PASSAGE

Philipp Kindt looks to Singapore for tackling COVID 19
The novel coronavirus (SARS-CoV-2) crisis has changed the way we live. Some governments have imposed restrictions of movement and mandatory masks while other governments have adopted stricter guidelines that resulted in country wide lockdowns. The main issue with the coronavirus is not necessarily how it affects the people that are infected rather the death rate. The virus spreads in multiple ways and is very contagious.
Scientist Philipp Kindt has proposed a new way of tracking without compromising the private security of a person who has tested positive for the virus and the person or people that have potentially been infected. Some governments like Singapore have asked the populace to download an app to their respective smartphones that will allow Bluetooth technology to track phones that come into the immediate vicinity of other phones.
Smartphone-based electronic contact tracing is currently considered an essential tool towards easing lockdowns and curfews that have been issued by most governments around the world in response to the coronavirus pandemic.

INPUT DATA
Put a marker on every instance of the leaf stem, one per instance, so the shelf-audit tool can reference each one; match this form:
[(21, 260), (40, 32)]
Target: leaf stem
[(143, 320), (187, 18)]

EXERCISE TASKS
[a] List every measure that the passage on contact tracing and COVID-19 says governments have taken in response to the coronavirus.
[b] Continue the passage on contact tracing and COVID-19 from the end of its last paragraph.

ANSWERS PER TASK
[a]
- Restrictions of movement
- Mandatory masks
- Country-wide lockdowns
- Curfews
- Asking the populace to download a smartphone app that uses Bluetooth to track phones that come into the immediate vicinity of other phones (Singapore)

[b]
While the issues on developing smartphone-based contact tracing applications or apps has been privacy concerns stemming from the use of such apps, an important question that has not received sufficient attention is: How reliable will such smartphone-based electronic contact tracing be in today’s modern world where one is running from place to place?
This is a technical question that scientist Philipp Kindt raised. He thought on how two or more smartphones reliably register their proximity to one another. A few technical prerequisites are required for effective smartphone-based contact tracing. The underlying mechanism that any contact tracing app relies on is called Neighbor Discovery (ND), which involves smartphones transmitting and scanning for Bluetooth signals to record their mutual presence whenever they are in close proximity to one another.
What Singapore did was develop an application that its citizens can download onto their smartphones. The app called Trace Together is supported by the Ministry of Health and the government of Singapore.
While modelling the spread of infections in a pandemic, Kindt assumed that an infected person had the potential to infect others. R is referred to as the effective reproduction rate of the virus. Recent studies conducted by Kindt, suggest that the value of R can be reduced by using electronic contact tracing which has been implemented by Singapore.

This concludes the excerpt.